Start Selected excerpt
# Randomly walking a leashed dog

Let a human $h(t)$ random walk on $\mathbb{Z}^2$ by taking a unit-length step at every time step $t$. A dog $d(t)$ on a leash of length $\lambda$ follows $h(t)$, also taking a unit-length step at every time step, but always retaining a Manhattan distance $|x|+|y| \le \lambda$, where $(x,y)=h(t)-d(t)$. So $d(t)$ remains inside the diamond-shaped $L_1$-ball centered on $h(t)$.

Just as in real life, it is natural to expect the dog to be closer to the periphery of the $L_1$-ball than to its master, constantly tugging on a taut leash. Indeed when I simulate this process, this situation obtains. Here is an example of a 100,000-step walk, with a leash of length $\lambda=50$, showing a histogram of the $L_1$-distance of $h(t)-d(t)$:

The growth is roughly linear in distance, but is perhaps falling off below linear. My question is:

Is there some logic to suggest this distribution should be linear, or instead, sublinear, with respect to distance?
End Selected excerpt
Start Supplied entries
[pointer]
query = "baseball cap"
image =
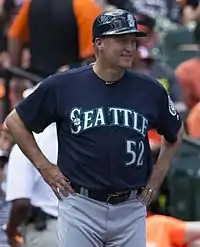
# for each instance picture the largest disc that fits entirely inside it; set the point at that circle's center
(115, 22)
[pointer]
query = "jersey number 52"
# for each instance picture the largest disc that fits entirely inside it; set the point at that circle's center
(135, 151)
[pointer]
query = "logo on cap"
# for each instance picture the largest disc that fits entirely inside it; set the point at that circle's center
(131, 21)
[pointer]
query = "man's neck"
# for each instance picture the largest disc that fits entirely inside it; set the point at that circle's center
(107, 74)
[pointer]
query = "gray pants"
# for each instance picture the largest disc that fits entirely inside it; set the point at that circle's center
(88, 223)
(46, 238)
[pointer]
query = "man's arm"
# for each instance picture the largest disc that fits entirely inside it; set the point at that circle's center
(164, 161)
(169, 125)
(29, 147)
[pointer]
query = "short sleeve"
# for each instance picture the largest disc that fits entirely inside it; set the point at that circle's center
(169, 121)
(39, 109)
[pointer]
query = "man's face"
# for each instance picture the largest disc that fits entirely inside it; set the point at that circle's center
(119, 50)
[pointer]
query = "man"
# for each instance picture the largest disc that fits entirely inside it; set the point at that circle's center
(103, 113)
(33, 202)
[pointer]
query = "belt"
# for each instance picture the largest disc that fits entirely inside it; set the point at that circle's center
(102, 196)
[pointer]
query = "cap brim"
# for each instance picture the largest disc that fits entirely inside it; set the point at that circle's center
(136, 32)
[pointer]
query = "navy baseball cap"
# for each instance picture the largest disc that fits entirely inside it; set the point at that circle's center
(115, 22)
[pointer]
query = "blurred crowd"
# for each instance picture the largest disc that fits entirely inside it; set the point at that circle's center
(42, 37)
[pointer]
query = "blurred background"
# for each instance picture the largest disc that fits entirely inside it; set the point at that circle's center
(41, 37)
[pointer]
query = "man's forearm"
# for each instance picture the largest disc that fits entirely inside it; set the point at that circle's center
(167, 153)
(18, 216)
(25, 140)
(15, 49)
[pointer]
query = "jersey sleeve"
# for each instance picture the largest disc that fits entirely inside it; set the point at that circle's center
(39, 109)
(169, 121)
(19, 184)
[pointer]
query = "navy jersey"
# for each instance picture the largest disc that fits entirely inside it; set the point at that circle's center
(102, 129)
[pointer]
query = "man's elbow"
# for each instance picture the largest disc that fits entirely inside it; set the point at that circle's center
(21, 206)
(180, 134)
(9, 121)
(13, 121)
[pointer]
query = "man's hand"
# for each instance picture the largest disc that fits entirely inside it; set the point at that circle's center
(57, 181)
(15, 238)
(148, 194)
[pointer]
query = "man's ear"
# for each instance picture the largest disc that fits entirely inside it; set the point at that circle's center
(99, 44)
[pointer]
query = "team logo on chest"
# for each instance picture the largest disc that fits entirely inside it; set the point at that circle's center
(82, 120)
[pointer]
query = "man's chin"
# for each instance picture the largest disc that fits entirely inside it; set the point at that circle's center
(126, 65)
End Supplied entries
What is being asked:
Transcribe the stretch of the leashed-dog random walk text from "Let a human" through "centered on $h(t)$.".

Result for this exercise:
Let a human $h(t)$ random walk on $\mathbb{Z}^2$ by taking a unit-length step at every time step $t$. A dog $d(t)$ on a leash of length $\lambda$ follows $h(t)$, also taking a unit-length step at every time step, but always retaining a Manhattan distance $|x|+|y| \le \lambda$, where $(x,y)=h(t)-d(t)$. So $d(t)$ remains inside the diamond-shaped $L_1$-ball centered on $h(t)$.